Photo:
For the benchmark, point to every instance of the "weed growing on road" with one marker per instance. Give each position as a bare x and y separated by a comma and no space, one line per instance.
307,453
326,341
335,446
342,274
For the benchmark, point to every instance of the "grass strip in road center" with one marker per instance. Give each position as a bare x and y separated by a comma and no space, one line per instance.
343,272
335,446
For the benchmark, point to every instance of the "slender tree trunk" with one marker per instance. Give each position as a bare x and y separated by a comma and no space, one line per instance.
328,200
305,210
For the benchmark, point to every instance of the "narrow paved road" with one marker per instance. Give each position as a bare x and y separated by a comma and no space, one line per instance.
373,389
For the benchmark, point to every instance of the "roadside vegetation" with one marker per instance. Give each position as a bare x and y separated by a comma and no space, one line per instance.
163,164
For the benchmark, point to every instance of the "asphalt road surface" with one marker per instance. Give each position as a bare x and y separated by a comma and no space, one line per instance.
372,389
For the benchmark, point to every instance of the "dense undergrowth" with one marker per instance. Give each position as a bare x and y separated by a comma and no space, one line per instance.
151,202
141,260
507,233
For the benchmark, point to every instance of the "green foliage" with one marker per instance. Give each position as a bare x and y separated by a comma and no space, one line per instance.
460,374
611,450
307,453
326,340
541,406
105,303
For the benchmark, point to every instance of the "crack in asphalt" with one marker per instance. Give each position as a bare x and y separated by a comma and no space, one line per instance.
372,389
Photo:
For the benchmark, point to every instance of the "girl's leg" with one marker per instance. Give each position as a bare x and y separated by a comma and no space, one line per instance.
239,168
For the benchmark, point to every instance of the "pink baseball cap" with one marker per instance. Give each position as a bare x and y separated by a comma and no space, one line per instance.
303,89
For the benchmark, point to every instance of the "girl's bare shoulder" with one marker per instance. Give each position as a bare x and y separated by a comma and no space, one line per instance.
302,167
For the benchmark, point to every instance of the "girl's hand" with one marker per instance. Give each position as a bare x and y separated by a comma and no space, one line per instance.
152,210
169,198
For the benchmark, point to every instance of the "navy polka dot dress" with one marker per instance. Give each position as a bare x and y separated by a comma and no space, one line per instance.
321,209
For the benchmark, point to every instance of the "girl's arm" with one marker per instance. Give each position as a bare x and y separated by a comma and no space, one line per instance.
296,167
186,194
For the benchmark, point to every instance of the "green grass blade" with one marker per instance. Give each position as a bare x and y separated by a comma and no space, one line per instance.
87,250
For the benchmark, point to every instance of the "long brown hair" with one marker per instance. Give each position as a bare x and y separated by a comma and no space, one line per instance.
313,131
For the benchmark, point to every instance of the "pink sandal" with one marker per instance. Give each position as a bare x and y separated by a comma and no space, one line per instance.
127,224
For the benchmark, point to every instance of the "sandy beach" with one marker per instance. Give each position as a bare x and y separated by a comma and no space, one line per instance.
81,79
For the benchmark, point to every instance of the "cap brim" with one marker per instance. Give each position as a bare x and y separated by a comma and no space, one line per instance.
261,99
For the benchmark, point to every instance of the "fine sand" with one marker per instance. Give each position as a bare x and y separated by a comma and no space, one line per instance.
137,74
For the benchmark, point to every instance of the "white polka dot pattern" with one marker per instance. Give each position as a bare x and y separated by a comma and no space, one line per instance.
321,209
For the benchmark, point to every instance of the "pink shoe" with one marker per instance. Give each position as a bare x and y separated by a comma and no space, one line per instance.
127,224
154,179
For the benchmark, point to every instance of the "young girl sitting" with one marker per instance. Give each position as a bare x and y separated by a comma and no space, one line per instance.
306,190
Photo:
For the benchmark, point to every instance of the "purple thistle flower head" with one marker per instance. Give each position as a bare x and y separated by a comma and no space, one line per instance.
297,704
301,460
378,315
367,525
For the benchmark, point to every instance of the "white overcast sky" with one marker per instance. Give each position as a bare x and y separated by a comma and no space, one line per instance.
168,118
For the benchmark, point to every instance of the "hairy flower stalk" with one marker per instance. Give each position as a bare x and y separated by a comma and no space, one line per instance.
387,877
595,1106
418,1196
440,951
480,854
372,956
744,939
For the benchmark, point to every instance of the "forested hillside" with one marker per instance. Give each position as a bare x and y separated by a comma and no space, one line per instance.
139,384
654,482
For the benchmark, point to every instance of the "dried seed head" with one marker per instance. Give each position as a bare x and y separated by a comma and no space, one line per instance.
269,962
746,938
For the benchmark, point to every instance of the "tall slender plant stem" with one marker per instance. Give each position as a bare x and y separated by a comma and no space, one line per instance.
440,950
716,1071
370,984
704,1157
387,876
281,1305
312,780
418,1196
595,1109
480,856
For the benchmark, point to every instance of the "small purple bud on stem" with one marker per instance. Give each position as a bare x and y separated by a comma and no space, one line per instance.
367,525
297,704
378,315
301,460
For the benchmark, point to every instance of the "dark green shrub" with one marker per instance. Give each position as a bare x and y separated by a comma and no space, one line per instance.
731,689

◆ Written exercise ◆
Would you give again, word for word, every line from the one with "purple bud on" through the final line of the listing above?

◆ Worked answer ◆
For the benchmark, point to every instance of the "small purple bud on stem" with one marker per instance. Give each position as a bare x and y separated by a comma and no space, one line per instance.
367,525
297,704
378,315
301,460
For the benchmark, point to every instance of the "dark green shrub" with one marker per instance. Give each position as a bare x and y separated by a comma and no space, one line per instance.
731,689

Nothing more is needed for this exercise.